请从含有“distant billboard is in this image.”的那一行开始，到含有“492,220,578,265”的那一行为止，把这些行重新写出，并将其中的“conical”换成“pointed”，其余内容一律不变。

已知信息
========

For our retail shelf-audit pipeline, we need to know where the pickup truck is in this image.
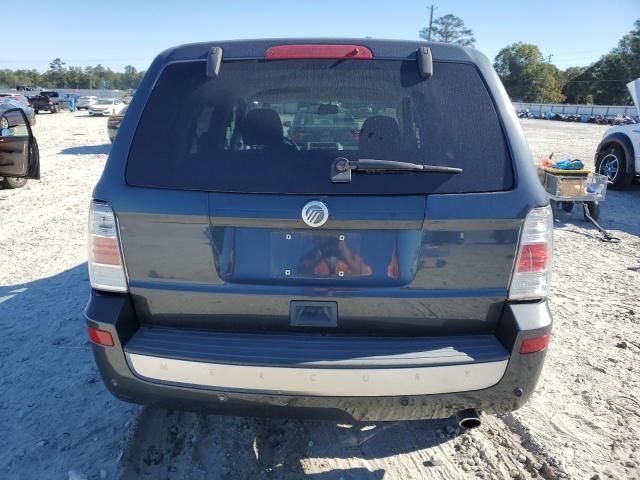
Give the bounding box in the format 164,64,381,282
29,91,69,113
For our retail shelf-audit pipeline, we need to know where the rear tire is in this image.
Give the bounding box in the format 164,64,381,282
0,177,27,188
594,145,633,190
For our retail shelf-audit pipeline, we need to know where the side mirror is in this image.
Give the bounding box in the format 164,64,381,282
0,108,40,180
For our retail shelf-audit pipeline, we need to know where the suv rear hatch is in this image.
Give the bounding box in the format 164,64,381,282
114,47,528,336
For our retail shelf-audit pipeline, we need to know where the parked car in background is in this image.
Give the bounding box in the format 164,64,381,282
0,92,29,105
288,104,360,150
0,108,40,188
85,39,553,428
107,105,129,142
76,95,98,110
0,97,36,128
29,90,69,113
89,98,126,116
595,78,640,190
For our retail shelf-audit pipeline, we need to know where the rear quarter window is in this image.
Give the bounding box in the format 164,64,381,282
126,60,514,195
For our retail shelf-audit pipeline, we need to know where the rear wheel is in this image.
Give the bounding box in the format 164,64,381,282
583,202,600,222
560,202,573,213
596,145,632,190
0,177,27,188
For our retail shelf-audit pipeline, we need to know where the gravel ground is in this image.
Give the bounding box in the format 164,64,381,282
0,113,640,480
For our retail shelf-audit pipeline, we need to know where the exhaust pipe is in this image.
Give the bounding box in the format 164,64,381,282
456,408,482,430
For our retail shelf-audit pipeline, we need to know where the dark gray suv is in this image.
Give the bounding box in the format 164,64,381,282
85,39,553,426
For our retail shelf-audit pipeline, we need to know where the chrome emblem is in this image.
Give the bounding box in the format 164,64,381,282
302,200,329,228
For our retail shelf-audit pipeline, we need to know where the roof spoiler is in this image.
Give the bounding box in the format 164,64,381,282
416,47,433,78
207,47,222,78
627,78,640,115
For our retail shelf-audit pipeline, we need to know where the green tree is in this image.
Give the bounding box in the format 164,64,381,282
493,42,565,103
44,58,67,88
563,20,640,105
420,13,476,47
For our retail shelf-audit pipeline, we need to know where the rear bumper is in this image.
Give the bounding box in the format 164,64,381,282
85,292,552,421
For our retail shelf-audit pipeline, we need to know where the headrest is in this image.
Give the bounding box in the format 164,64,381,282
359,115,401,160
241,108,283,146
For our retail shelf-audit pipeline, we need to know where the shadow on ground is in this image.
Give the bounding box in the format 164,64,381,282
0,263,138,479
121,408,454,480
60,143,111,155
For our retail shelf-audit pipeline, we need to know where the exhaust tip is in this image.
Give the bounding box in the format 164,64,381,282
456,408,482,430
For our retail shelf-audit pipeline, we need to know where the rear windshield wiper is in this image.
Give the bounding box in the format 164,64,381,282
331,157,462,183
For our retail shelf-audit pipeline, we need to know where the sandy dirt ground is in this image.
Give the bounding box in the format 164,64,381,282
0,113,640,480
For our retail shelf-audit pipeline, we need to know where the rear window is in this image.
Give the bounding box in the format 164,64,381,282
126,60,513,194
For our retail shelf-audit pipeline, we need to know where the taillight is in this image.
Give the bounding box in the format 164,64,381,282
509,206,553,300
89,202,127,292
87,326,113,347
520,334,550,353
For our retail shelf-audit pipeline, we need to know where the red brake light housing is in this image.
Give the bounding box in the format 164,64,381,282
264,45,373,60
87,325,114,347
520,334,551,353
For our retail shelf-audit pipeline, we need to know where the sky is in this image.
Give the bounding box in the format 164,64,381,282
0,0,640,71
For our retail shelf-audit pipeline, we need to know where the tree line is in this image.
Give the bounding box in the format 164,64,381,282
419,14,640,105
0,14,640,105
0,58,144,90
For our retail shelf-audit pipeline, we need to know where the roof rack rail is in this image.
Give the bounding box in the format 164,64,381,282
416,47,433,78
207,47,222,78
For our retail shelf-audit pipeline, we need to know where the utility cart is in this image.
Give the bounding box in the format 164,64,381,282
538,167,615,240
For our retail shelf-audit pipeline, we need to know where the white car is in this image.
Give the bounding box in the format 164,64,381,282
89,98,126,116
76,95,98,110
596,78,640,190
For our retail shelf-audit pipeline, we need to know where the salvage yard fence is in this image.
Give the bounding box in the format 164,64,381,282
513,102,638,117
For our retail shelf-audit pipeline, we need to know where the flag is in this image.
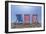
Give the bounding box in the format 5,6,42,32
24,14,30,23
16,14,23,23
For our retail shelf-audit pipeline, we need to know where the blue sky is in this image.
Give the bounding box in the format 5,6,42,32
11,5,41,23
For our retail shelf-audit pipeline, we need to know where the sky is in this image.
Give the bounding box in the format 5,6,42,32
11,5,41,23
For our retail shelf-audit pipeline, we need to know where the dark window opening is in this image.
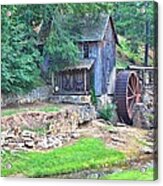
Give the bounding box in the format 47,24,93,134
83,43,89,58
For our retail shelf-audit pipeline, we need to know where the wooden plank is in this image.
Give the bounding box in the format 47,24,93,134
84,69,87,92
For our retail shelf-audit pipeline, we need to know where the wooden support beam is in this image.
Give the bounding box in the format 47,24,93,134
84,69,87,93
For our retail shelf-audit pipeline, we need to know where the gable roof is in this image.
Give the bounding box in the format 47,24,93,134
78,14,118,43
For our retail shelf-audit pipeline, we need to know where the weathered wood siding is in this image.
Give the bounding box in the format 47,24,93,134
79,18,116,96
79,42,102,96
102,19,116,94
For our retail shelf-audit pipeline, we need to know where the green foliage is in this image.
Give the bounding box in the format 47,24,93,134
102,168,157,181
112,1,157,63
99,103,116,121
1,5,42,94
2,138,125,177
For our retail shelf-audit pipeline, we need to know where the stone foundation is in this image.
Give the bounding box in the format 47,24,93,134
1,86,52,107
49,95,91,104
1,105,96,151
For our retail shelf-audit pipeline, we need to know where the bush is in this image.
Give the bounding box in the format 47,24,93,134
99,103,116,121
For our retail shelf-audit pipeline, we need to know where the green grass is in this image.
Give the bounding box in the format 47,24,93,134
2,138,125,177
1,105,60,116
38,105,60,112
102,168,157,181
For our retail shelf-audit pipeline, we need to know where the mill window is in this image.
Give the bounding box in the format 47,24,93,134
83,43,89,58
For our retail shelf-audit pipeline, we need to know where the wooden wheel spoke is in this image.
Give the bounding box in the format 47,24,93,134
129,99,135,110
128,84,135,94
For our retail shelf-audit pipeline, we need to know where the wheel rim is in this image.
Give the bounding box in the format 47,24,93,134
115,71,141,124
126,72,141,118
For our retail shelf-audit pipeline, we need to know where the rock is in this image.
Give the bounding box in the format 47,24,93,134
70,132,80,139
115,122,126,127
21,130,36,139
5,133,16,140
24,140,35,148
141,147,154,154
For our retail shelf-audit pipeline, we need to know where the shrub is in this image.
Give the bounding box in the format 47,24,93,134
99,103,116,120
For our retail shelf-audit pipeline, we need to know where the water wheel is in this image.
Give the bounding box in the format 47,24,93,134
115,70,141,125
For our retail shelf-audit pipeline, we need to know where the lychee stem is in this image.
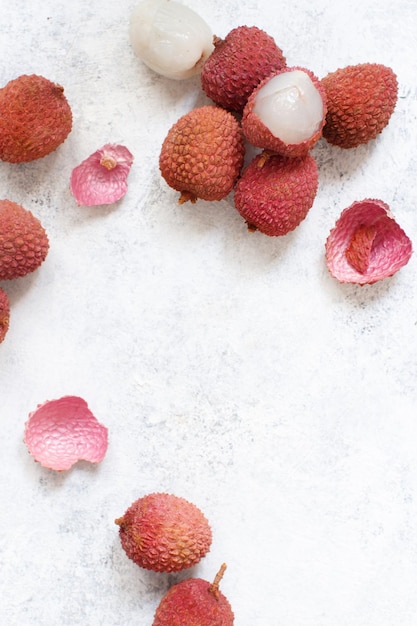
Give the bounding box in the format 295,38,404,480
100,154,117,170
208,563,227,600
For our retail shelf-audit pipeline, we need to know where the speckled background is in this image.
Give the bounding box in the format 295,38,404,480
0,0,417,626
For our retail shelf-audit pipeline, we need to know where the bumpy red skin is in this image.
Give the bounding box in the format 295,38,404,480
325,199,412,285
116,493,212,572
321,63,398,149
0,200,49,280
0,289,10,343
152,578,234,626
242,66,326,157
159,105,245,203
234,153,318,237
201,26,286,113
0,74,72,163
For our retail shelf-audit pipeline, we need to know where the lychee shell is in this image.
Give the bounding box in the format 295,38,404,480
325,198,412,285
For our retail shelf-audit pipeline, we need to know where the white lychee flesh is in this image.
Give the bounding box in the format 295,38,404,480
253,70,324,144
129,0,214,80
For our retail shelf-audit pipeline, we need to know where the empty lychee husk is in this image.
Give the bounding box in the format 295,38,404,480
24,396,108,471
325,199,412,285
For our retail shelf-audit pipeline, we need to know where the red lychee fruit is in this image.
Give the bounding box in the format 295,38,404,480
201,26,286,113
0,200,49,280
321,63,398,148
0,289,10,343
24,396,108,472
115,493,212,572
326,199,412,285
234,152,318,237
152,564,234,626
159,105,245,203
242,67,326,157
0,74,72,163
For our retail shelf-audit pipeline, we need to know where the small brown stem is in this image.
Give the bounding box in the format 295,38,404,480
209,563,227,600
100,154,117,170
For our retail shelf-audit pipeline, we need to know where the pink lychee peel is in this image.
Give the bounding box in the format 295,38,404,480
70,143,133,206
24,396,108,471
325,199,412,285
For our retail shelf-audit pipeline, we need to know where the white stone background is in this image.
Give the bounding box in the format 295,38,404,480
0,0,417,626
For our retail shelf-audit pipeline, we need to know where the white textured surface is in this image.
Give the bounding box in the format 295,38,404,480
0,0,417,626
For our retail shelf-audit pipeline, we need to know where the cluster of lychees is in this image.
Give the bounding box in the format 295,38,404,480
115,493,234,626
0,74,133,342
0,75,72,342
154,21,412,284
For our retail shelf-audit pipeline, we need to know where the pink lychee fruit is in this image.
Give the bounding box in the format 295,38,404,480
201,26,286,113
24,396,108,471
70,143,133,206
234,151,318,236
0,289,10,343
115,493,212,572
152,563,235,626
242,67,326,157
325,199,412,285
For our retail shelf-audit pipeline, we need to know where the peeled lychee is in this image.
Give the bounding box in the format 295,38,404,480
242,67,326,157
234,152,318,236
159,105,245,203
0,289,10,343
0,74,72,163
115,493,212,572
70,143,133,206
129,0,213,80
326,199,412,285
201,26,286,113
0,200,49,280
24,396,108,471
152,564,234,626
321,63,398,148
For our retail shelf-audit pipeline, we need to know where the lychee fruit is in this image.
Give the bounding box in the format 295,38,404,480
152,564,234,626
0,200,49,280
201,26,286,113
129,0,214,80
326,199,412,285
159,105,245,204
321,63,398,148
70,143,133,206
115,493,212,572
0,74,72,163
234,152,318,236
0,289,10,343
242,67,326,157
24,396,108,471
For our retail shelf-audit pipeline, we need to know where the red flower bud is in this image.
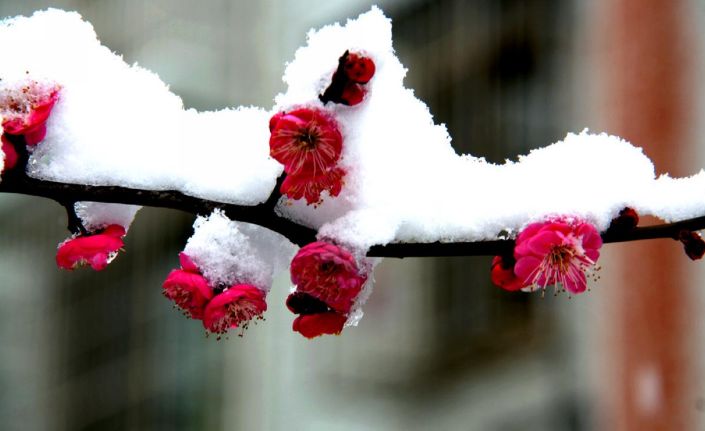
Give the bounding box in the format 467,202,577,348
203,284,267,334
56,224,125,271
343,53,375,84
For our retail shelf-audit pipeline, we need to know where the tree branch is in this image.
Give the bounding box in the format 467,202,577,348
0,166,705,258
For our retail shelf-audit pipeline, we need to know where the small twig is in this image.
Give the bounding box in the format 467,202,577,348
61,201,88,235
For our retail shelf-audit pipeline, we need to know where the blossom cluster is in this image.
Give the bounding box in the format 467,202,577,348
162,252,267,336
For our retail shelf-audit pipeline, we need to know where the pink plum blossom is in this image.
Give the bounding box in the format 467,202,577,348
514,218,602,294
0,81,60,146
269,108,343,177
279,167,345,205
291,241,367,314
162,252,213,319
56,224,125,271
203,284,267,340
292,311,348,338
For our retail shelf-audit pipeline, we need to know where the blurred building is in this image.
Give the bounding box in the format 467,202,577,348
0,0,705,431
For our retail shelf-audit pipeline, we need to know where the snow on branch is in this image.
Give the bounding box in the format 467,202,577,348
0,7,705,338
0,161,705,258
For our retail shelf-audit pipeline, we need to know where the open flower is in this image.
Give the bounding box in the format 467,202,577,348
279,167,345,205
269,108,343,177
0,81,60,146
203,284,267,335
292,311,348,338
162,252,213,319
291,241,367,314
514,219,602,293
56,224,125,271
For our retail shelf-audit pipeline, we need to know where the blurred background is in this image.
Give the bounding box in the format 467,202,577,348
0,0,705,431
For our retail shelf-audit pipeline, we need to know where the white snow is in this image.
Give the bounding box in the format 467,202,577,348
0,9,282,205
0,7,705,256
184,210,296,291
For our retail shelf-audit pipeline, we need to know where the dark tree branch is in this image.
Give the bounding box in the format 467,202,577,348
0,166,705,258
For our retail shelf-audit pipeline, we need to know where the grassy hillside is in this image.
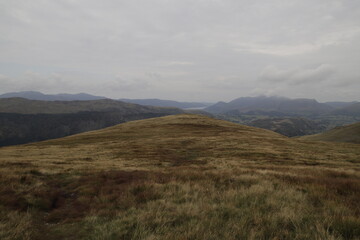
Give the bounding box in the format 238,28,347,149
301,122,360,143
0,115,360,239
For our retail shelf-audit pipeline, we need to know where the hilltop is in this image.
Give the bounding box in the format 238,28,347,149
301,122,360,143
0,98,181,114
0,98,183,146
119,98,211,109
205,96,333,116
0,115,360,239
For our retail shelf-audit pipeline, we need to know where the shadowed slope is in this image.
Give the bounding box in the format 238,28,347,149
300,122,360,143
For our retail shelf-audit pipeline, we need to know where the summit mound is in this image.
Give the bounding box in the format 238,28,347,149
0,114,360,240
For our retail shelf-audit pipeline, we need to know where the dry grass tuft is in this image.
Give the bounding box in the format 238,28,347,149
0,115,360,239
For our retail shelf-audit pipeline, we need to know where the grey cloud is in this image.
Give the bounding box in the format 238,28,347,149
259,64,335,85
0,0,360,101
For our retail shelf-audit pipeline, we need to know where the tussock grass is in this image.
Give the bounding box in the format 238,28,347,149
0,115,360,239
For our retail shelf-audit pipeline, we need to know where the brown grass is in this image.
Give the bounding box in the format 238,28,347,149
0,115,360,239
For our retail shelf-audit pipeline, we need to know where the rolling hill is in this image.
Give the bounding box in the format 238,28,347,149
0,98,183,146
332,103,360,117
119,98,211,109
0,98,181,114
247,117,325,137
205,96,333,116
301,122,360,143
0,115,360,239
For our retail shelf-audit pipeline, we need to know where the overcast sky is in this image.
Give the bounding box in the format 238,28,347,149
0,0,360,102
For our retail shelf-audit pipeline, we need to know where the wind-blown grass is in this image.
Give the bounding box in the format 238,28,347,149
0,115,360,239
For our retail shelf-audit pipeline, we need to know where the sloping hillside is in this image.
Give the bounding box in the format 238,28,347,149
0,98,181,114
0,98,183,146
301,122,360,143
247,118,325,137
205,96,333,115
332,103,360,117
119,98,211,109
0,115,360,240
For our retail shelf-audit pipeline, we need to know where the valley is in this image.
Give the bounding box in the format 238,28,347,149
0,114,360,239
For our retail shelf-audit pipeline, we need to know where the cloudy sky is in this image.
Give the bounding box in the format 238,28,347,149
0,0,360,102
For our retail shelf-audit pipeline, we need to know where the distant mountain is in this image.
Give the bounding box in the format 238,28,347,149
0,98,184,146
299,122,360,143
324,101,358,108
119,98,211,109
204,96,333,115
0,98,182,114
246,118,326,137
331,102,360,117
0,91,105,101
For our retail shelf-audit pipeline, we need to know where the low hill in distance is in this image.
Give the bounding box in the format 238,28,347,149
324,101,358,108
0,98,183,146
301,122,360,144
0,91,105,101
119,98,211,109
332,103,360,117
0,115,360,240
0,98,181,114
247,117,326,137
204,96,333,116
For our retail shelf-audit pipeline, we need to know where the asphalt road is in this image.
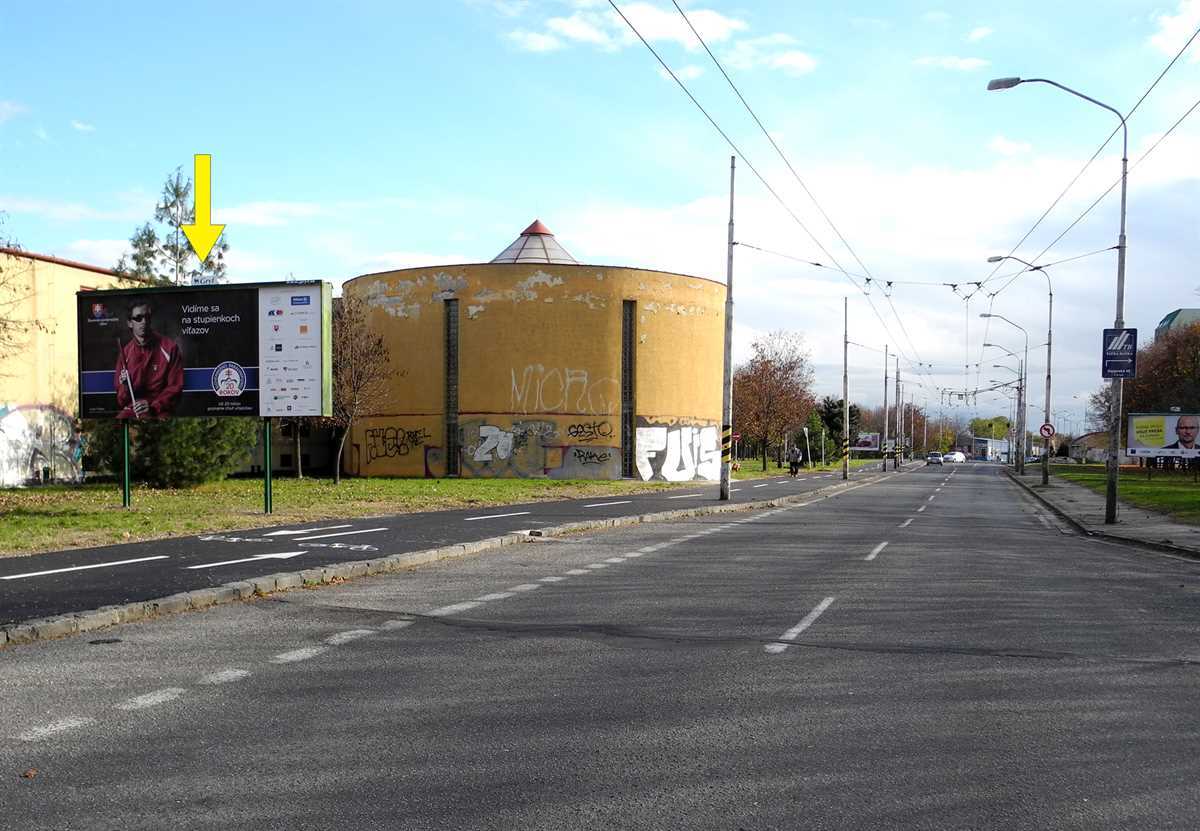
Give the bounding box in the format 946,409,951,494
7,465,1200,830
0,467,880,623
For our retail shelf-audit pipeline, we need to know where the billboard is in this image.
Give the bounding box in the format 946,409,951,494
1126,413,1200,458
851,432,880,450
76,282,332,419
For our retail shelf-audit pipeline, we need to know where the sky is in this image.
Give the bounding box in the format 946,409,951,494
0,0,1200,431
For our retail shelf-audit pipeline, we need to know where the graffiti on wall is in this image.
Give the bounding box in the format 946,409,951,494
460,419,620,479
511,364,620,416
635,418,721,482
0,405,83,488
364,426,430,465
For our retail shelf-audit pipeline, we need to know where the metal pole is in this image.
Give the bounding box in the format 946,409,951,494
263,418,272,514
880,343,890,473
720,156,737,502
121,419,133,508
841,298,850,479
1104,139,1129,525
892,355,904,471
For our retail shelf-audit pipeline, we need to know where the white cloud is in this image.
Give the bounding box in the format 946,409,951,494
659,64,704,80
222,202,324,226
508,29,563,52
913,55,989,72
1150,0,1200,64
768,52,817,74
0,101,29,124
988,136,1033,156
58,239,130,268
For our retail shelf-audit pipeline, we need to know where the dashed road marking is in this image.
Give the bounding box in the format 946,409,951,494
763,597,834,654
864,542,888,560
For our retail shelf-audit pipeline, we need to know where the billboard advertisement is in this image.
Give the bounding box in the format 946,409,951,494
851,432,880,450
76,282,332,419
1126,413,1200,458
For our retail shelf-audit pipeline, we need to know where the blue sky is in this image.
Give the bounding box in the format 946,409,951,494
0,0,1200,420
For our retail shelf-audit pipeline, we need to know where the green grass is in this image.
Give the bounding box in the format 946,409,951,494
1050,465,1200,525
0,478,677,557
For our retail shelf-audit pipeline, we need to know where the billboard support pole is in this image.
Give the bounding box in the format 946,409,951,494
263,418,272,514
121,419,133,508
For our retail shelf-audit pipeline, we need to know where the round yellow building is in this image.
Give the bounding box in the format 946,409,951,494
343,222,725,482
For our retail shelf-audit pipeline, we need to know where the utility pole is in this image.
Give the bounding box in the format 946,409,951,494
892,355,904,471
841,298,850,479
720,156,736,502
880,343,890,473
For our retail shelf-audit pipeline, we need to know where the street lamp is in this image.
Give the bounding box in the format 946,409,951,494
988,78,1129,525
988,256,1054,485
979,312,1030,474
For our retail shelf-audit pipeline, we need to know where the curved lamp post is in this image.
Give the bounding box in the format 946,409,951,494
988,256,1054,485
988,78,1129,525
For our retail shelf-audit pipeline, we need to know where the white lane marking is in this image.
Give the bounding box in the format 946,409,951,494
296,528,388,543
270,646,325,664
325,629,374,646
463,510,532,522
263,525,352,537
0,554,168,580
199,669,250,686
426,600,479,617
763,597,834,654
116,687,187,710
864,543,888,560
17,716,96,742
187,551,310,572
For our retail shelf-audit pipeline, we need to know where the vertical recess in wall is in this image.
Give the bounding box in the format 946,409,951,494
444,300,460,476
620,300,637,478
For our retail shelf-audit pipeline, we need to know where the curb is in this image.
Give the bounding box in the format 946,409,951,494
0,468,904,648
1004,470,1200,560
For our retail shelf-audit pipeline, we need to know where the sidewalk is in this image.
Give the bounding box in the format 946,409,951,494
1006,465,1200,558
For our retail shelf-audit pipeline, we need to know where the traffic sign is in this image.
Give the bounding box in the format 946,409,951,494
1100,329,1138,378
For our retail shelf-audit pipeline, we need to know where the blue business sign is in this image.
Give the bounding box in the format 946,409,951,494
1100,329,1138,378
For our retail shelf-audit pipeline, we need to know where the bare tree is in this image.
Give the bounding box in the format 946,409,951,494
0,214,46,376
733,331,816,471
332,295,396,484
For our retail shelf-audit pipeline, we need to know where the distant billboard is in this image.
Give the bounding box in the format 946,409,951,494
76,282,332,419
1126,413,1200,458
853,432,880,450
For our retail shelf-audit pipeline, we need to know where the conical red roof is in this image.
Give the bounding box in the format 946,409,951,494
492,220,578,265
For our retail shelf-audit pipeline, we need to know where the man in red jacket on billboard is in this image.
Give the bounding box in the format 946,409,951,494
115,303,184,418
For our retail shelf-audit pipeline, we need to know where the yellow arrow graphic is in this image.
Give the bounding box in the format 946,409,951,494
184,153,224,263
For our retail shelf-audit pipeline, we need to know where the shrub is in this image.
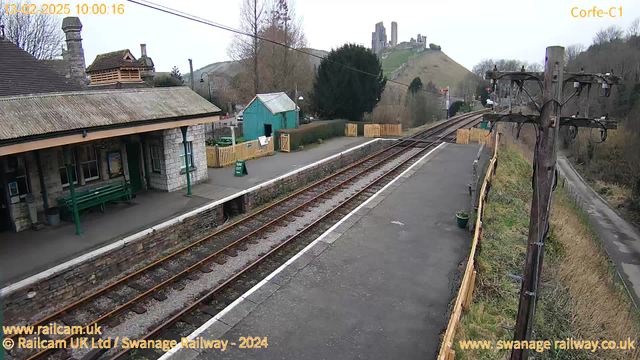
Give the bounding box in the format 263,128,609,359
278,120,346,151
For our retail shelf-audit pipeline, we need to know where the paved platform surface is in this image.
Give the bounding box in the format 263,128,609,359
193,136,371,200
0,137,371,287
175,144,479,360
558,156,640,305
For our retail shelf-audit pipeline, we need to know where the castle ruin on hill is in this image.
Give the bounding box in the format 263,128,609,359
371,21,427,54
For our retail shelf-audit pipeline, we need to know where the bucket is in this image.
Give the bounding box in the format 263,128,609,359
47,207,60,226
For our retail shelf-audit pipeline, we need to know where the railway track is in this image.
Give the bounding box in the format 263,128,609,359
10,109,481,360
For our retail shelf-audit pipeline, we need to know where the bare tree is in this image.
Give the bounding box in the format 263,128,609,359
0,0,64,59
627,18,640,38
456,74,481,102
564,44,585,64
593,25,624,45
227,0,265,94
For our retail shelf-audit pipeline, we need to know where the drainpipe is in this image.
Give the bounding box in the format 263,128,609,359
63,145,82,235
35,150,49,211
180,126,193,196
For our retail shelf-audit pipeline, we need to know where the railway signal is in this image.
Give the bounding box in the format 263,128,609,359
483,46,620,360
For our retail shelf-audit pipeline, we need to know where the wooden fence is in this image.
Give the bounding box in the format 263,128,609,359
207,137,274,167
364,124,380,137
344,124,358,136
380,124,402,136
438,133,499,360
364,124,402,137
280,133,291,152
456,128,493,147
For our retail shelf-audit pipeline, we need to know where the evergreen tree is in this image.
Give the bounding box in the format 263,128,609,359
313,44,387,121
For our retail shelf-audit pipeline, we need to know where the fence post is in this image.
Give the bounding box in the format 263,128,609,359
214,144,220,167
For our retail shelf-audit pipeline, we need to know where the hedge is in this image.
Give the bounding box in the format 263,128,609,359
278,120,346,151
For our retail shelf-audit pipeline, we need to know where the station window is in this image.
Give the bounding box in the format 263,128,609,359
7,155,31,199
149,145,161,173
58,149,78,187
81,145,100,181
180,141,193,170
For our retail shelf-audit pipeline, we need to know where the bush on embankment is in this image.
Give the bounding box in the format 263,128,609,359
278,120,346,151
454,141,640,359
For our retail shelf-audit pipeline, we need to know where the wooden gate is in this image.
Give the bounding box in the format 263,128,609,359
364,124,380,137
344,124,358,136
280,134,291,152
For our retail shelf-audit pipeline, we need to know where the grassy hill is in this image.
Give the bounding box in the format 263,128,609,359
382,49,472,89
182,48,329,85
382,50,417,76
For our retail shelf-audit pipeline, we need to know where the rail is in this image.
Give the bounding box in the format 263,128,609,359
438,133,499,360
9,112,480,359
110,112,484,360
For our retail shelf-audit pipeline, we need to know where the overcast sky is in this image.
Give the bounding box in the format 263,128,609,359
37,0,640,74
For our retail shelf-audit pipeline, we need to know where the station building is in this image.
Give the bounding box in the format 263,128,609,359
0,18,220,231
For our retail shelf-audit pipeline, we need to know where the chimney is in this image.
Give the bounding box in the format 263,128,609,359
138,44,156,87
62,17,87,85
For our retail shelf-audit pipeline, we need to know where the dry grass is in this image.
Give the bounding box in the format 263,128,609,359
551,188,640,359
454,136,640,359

========

解答过程
For our retail shelf-audit pipeline, we need to know where the distant billboard is in this image.
Give the bounding box in the format 946,409,951,494
76,282,332,419
1126,413,1200,458
853,432,880,450
For our retail shelf-audit pipeline, we need to know where the pointed red roof is in this image.
Give the bounding box in the format 946,409,951,494
492,220,578,265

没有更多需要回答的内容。